◆ DIRECTIONS FOR THIS TASK ◆
Without the pictures, repeat the listing character for character.

□ □ □ □ □

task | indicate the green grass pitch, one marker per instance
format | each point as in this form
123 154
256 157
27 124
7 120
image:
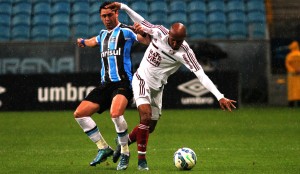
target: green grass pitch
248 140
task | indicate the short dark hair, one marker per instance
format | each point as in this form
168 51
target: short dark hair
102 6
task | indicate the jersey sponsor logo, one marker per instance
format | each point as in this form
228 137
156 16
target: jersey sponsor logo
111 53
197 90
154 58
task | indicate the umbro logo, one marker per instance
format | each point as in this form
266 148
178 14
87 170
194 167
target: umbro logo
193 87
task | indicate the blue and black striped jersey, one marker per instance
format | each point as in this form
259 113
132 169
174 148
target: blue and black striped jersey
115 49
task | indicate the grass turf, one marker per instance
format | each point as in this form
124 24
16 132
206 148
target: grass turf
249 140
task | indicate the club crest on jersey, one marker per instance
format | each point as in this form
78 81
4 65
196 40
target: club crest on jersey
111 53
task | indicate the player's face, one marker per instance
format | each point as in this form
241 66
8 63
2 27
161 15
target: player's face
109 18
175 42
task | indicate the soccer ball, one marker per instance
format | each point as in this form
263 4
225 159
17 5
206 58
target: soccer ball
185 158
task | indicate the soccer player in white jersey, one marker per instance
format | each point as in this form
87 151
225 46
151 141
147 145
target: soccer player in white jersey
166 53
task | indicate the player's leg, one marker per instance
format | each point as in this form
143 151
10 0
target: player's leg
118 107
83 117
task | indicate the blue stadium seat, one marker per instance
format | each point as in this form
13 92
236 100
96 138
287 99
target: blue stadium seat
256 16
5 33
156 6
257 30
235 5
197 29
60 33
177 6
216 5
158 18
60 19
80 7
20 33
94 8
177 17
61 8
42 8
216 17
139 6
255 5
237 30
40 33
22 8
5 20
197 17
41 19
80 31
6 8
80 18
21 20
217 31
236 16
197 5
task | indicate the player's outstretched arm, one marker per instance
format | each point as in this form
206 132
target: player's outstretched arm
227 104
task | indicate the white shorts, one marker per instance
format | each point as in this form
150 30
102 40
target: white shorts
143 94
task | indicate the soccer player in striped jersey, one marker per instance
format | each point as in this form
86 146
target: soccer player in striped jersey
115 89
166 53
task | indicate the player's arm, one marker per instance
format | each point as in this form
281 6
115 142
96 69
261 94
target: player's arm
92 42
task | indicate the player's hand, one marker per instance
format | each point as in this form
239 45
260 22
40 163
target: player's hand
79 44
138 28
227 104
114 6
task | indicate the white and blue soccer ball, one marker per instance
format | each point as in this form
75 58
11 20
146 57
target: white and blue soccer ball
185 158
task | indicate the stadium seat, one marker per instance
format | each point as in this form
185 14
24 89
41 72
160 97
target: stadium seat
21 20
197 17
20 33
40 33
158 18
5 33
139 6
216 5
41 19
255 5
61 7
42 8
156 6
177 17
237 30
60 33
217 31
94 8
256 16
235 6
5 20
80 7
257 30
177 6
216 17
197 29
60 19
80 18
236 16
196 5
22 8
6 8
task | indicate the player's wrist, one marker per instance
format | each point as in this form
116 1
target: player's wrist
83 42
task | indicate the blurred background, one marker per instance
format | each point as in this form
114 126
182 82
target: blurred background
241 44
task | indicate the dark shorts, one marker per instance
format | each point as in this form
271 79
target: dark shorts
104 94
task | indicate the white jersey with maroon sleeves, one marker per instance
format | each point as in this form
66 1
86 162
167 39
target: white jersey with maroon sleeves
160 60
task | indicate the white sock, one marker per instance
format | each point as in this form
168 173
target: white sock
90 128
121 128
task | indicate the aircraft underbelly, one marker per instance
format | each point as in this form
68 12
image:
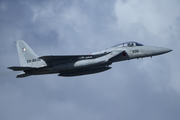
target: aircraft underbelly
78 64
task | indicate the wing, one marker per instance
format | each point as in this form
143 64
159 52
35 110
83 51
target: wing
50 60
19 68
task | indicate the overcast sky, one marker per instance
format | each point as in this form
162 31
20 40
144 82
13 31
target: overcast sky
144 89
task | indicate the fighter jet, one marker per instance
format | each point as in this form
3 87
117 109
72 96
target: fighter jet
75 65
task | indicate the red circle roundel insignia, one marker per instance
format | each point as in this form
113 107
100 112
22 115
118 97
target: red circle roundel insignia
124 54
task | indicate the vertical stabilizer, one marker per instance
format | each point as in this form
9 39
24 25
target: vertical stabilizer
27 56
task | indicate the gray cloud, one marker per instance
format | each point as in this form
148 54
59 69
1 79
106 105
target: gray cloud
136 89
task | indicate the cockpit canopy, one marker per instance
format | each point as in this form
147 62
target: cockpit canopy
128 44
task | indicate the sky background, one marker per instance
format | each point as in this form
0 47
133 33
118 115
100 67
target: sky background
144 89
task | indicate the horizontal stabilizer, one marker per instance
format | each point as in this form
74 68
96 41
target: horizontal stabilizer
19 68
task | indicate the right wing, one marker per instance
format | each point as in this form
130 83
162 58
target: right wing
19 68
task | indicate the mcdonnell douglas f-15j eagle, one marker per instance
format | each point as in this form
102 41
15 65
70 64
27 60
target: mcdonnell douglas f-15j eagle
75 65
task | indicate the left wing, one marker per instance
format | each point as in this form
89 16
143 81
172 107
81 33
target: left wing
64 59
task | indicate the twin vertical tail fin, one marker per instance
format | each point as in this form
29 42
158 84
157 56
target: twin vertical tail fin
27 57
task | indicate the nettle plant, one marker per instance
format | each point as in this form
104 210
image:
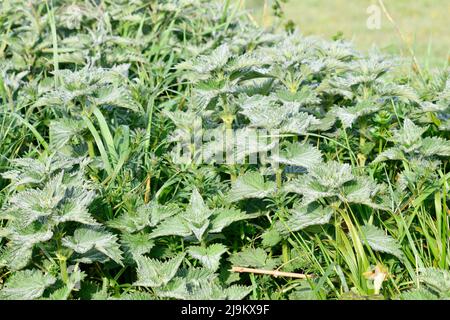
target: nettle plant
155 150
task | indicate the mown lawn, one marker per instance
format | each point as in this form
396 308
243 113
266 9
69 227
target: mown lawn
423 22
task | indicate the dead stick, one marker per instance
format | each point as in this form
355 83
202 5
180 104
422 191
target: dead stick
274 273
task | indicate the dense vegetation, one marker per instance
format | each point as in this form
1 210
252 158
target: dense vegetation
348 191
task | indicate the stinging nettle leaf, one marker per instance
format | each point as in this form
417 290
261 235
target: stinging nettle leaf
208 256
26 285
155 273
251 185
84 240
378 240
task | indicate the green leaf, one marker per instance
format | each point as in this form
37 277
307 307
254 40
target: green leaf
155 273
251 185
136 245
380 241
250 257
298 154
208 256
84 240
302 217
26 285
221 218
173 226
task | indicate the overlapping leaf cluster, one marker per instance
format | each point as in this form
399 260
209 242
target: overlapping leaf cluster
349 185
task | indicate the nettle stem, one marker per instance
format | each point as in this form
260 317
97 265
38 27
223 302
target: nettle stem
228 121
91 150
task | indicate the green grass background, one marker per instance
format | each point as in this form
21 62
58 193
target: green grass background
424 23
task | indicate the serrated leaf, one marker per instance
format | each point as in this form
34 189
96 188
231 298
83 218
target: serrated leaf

□ □ □ □ □

◆ REPLY ◆
task | indicate the green grass pitch, one marker per instance
format | each point as in this form
123 154
256 157
27 124
7 120
image:
target: green grass pitch
248 140
task | indicate the short dark hair, one marker per instance
format | each point as in this form
168 51
target: short dark hair
102 6
task | indicate the jersey sponsor logo, one marker per instance
format | each point as in this form
228 137
156 16
target: jersey sponsor logo
111 53
197 90
154 58
task | indicate the umbro logo, one marker per instance
format | each point as in this form
266 148
178 14
87 170
194 167
target: umbro logo
193 87
task | indicate the blue and black striped jersey, one marker per instance
format | each point as in this form
259 113
132 169
174 148
target: blue and black striped jersey
115 49
task | indicate the grass turf, one marker per instance
format | each point as in this form
124 24
16 132
206 148
target: grass turf
249 140
task | indicate the club crest on jersey, one marker per instance
format | each point as in this form
78 81
4 65
196 40
target: club crest on jersey
111 53
task | indicate the player's face, one marker per instance
format | each point as in this form
241 66
8 63
2 27
161 15
target: player's face
109 18
175 42
task | indicate the soccer ball, one marker per instance
format | each point as in this form
263 4
225 159
17 5
206 58
target: soccer ball
185 158
task | indicate the soccer player in white jersey, one marker per instance
format | each point as in this form
87 151
225 46
151 141
147 145
target: soccer player in white jersey
166 53
task | indicate the player's leg, one marker per instance
format | each point as in this form
143 151
10 0
target: player's leg
118 107
83 117
task | indicate the blue stadium seat, one marker per instance
format | each point as in this form
13 92
236 100
96 138
287 99
target: blue stadium seat
256 16
5 33
156 6
257 30
235 5
197 29
60 33
177 6
216 5
158 18
60 19
80 7
20 33
94 8
177 17
61 8
42 8
216 17
139 6
255 5
237 30
40 33
22 8
5 20
197 17
41 19
80 31
6 8
80 18
21 20
217 31
236 16
197 5
task | indicate the player's outstretched arm, one marker per instance
format | each point as in this form
206 132
target: player's outstretched arm
227 104
task | indicate the white shorts, one marker per instance
format | each point as in this form
150 30
102 40
target: white shorts
143 94
task | indicate the soccer player in striped jersey, one marker per instance
format | each point as in this form
86 146
target: soccer player in striped jersey
115 89
166 53
task | indicate the player's arm, one marker per instance
format | each point as in this form
281 6
115 142
96 69
261 94
target: player's arm
92 42
task | indicate the player's hand, one marker per instance
format | each point as in this form
239 45
260 22
40 163
target: player's hand
79 44
138 28
227 104
114 6
task | indicate the white and blue soccer ball, one marker per instance
format | each point as in this form
75 58
11 20
146 57
target: white and blue soccer ball
185 158
task | indicate the stadium seat, one marker per instance
format | each point as in this form
185 14
24 89
41 72
160 97
target: stadium seat
21 20
197 17
20 33
40 33
158 18
5 33
139 6
216 5
41 19
255 5
61 7
42 8
156 6
177 17
237 30
60 33
217 31
94 8
256 16
235 6
5 20
80 7
257 30
177 6
216 17
197 29
60 19
80 18
236 16
196 5
22 8
6 8
task | indicate the player's wrist, one marker per instance
format | each point as in this form
116 1
target: player's wrist
83 42
task | indicate the blurred background, one marker per instance
format | each point as in this form
114 126
182 82
target: blurred background
241 44
task | indicate the dark shorts, one marker per instance
format | each point as in this form
271 79
target: dark shorts
104 94
task | indicate the white jersey with maroon sleeves, one marker per instance
format | each point as in this form
66 1
86 162
167 39
target: white jersey with maroon sleeves
160 60
task | indicate the white sock, one marker per instance
format | each point as in this form
168 173
target: white sock
90 128
121 128
task | indicate the aircraft underbelly, one marker per instance
format | each point as in this form
68 12
image:
target: aircraft underbelly
78 64
task | indicate the wing, one marker per instance
format | each point as in this form
143 64
159 52
35 110
83 51
target: wing
50 60
19 68
task | indicate the overcast sky, one marker per instance
format | each point as in this form
162 31
20 40
144 82
13 31
target: overcast sky
144 89
task | indicate the fighter jet, one marker per instance
format | each point as in this form
3 87
117 109
72 96
target: fighter jet
75 65
task | indicate the red circle roundel insignia, one marker per instance
format | each point as in this form
113 107
100 112
22 115
118 97
target: red circle roundel insignia
124 54
task | indicate the vertical stabilizer, one marker per instance
format | each point as in this form
9 39
24 25
target: vertical stabilizer
27 56
task | indicate the gray cloud, one marker per instance
format | each point as in this form
148 54
59 69
1 79
106 105
target: gray cloud
136 89
task | indicate the cockpit canopy, one marker per instance
format | each point as in this form
147 62
target: cockpit canopy
128 44
task | indicate the sky background, one marker per instance
format | each point as in this form
0 47
133 33
118 115
100 67
target: sky background
144 89
task | indicate the horizontal stabilizer, one marker per instance
format | each point as in this form
74 68
96 41
target: horizontal stabilizer
19 68
task | indicate the right wing, one marker per instance
format | each point as in this form
130 83
162 58
target: right wing
19 68
task | indicate the mcdonnell douglas f-15j eagle, one marker per instance
format | each point as in this form
102 41
15 65
70 64
27 60
target: mcdonnell douglas f-15j eagle
75 65
task | indicate the left wing, one marker per instance
format | each point as in this form
89 16
143 81
172 107
81 33
target: left wing
64 59
task | indicate the twin vertical tail fin, one marker per instance
format | each point as in this form
29 42
158 84
157 56
target: twin vertical tail fin
27 57
task | indicate the nettle plant, one marker per instance
format | each point as in this form
104 210
image:
target: nettle plant
155 150
task | indicate the mown lawn, one marker per instance
format | each point as in this form
396 308
243 113
266 9
69 227
target: mown lawn
423 22
task | indicate the dead stick, one marker per instance
format | each point as in this form
355 83
202 5
180 104
422 191
target: dead stick
274 273
task | indicate the dense vegetation, one marker per instance
format | each point as in this form
1 210
252 158
target: dense vegetation
348 191
task | indicate the stinging nettle leaf, one marker per instance
format | each point as in this form
417 290
261 235
target: stinging nettle leaf
208 256
26 285
155 273
251 185
84 240
378 240
task | indicate the green leaf, one marker per instance
format | each point as in this form
37 277
307 307
254 40
target: green leaf
155 273
251 185
136 245
380 241
250 257
298 154
208 256
84 240
302 217
26 285
221 218
173 226
task | indicate the overlapping leaf cluster, one marker per instance
format | each point as in this form
399 260
209 242
target: overlapping leaf cluster
349 185
task | indicate the nettle stem, one marker per instance
format | each point as in this form
260 317
97 265
38 27
223 302
target: nettle stem
228 121
91 150
task | indicate the green grass background, one marker per instance
format | each point as in this form
21 62
58 193
target: green grass background
424 23
task | indicate the serrated leaf, one marker per instance
format | each point as in this form
34 189
96 188
231 298
83 218
target: serrated leaf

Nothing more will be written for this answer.